(Location labeling records)
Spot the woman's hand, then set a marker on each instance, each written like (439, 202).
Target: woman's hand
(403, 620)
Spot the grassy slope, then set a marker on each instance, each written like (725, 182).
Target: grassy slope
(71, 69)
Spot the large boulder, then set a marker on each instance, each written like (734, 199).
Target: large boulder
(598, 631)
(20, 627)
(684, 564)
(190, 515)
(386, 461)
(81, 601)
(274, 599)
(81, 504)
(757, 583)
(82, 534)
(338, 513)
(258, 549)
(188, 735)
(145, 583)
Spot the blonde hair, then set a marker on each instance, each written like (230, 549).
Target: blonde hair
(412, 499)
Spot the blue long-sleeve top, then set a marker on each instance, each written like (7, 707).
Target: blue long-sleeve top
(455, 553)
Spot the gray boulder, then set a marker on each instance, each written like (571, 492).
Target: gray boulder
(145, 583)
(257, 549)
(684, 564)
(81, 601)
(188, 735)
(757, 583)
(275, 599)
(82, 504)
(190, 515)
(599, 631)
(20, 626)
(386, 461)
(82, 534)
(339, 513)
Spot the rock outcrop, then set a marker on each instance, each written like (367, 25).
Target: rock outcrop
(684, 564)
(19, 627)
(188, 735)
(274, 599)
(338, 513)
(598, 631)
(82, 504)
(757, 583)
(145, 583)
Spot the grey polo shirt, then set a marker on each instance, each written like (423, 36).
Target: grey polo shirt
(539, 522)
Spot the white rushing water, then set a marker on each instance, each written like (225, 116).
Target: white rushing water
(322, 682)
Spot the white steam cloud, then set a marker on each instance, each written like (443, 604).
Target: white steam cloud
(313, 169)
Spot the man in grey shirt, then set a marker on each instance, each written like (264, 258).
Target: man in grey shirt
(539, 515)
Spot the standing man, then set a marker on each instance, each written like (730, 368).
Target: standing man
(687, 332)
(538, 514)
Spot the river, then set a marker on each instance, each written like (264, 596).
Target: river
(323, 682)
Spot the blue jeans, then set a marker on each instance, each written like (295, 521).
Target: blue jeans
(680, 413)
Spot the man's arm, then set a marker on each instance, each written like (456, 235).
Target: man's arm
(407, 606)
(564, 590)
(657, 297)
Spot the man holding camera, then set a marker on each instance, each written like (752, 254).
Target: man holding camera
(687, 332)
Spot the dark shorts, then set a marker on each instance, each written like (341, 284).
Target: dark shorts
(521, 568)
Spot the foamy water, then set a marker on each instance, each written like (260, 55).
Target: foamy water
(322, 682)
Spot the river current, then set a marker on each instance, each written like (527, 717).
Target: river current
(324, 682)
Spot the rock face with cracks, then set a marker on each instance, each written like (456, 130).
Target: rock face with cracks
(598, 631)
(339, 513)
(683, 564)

## Aim
Copy every line of the listing above, from start to finish, without changing a single character.

## Solved problem
Spot the woman's hand, then set a marker on each instance, each written like (439, 202).
Target: woman's hand
(403, 620)
Spot the grassy slope, then set a marker on each instance, each written like (725, 182).
Target: grassy slope
(71, 69)
Spot the large boulder, then set a marker on each instance, each written like (734, 199).
Target: large boulder
(598, 631)
(20, 627)
(684, 564)
(190, 515)
(386, 461)
(81, 601)
(274, 599)
(81, 504)
(757, 583)
(82, 534)
(338, 513)
(258, 549)
(188, 735)
(145, 583)
Spot the blonde hair, then set a marker on each instance, each written like (230, 549).
Target: blonde hair
(412, 499)
Spot the blue long-sleeve top, then set a marker on each instance, each written like (7, 707).
Target: blue long-sleeve top
(455, 553)
Spot the gray boulder, then set a marker on each instance, each written like (571, 492).
Target: gray boulder
(145, 583)
(257, 549)
(684, 564)
(81, 601)
(188, 735)
(757, 583)
(275, 599)
(82, 504)
(190, 515)
(599, 631)
(20, 626)
(386, 461)
(82, 534)
(339, 513)
Spot the rock outcrop, then set a marker on each instance, each written like (367, 25).
Target: rock outcrop
(684, 564)
(19, 627)
(188, 735)
(274, 599)
(338, 513)
(598, 631)
(82, 504)
(757, 583)
(145, 583)
Spot the grey polo shirt, then set a marker on each instance, each written like (423, 36).
Target: grey polo shirt
(539, 522)
Spot the white rushing water, then set a marker on each instance, each written like (225, 116).
Target: white rushing water
(322, 682)
Spot the white steam cloud, then set a marker on each instance, each written like (443, 604).
Target: white steam cloud
(313, 169)
Spot the man in grey shirt, then set a marker on each instance, each written like (264, 258).
Target: man in grey shirt
(539, 515)
Spot the standing man, then set a marker on each instance, each written like (730, 368).
Target: standing man
(687, 332)
(538, 514)
Spot the river, then set a marker on each instance, each written like (264, 596).
Target: river
(323, 682)
Spot the blue jeans, then set a marker on each instance, each written like (295, 521).
Target: blue jeans
(680, 413)
Spot the man's arm, then set a marker on each instance, each written like (456, 235).
Target: man's arm
(407, 606)
(564, 590)
(657, 297)
Spot the man holding camera, then set a marker on each instance, each written like (752, 254).
Target: man holding camera
(687, 332)
Spot the dark shorts, then set a marker on each instance, each written like (341, 284).
Target: dark shorts
(521, 568)
Spot the foamy water, then set a marker on each instance, each written like (260, 55).
Target: foamy water
(322, 682)
Spot the river current, then set a marker on each instance, each written like (527, 717).
Target: river current
(324, 682)
Spot the rock face with cracks, then set a marker on each instance, each written like (456, 130).
Target: rock face with cracks
(598, 631)
(339, 513)
(683, 564)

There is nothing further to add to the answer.